What the task requires =>
Copy the stretch of the listing from the line containing "target | white eye-ring" through the end of the listing, substituting "every instance" for "each instance" and leaving everything else unchanged.

Items =>
= = =

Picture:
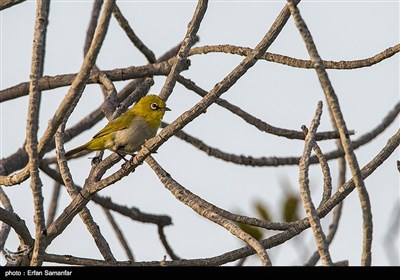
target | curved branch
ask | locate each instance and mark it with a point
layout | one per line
(258, 123)
(339, 122)
(181, 57)
(119, 74)
(300, 63)
(5, 229)
(305, 194)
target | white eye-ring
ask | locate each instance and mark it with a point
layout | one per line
(154, 106)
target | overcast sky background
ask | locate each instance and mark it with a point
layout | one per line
(280, 95)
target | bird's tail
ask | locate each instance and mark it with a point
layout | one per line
(77, 150)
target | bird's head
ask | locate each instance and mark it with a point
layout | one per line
(152, 108)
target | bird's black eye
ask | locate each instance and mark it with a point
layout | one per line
(154, 106)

= = =

Output of the exercise =>
target | white eye-ring
ask | locate every instance and mark it with a point
layout | one per line
(154, 106)
target | overcast sky background
ask | locate every instance and mark it with a point
layout | one per line
(280, 95)
target | bird's tail
ask | locate every instance and mark it with a point
layout | one per line
(77, 150)
target | bird's head
ask | locate every instance and mark it with a point
layout | one per line
(152, 108)
target | bird's black eye
ask | locate every instance and mark it with a point
layout | one per line
(154, 106)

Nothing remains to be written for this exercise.